> _Data to use_
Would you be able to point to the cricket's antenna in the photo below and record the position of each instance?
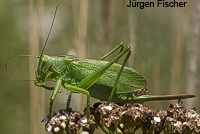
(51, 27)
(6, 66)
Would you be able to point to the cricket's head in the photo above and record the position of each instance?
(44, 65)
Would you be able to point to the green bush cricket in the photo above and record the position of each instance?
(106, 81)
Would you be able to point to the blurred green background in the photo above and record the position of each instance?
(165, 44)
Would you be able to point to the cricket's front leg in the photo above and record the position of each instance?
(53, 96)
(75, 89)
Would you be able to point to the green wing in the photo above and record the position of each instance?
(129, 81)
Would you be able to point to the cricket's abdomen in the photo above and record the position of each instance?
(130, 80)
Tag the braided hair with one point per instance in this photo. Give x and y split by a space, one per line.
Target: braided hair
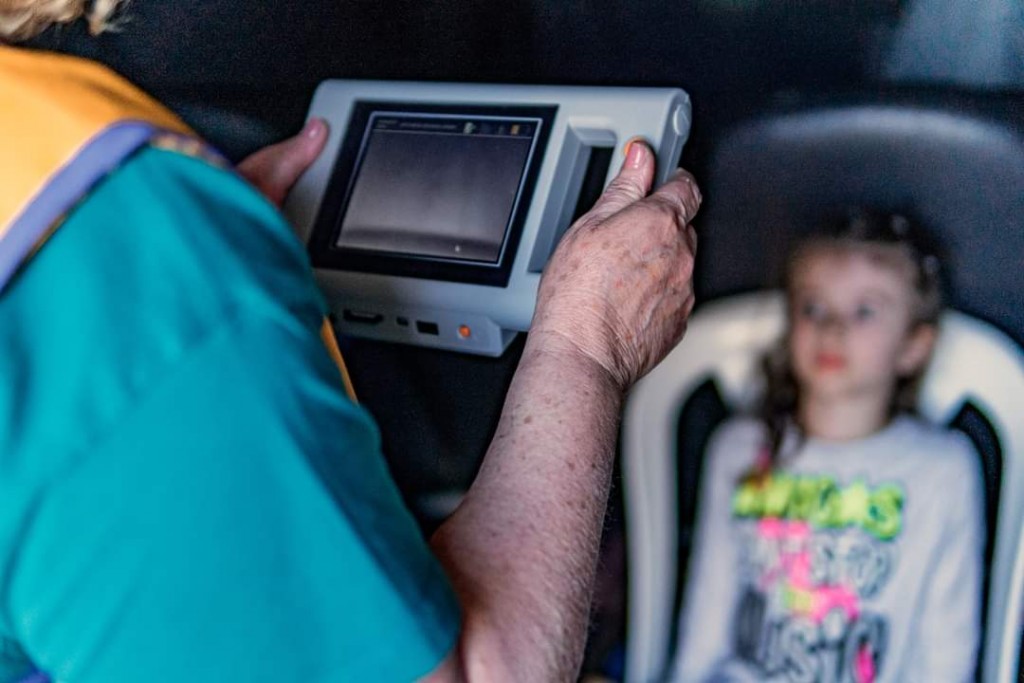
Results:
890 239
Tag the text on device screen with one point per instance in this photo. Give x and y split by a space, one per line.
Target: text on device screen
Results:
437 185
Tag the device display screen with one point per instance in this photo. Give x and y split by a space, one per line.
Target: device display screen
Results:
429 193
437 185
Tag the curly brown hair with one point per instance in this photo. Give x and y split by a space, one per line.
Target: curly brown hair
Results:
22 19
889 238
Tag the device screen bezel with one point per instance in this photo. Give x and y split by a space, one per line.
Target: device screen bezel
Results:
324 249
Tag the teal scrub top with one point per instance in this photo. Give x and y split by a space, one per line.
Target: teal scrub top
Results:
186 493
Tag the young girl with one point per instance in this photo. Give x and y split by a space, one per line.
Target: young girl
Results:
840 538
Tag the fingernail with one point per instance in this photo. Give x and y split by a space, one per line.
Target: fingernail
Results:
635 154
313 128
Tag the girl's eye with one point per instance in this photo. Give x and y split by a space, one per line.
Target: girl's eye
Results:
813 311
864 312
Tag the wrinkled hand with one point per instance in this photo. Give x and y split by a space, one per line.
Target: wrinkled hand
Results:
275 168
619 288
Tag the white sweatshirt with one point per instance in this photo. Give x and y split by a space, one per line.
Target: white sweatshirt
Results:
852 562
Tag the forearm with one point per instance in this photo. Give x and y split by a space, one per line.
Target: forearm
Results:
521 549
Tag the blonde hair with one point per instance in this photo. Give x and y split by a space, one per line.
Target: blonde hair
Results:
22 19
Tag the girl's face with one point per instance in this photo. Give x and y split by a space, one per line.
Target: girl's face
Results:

> _What to work on_
Lines holding "sweatshirt" in the material above are to be reported.

> _Reply to the task_
Tag the white sweatshirt with one point per instance in this photo. Give x and y split by a space, one per line.
Target: white sweatshirt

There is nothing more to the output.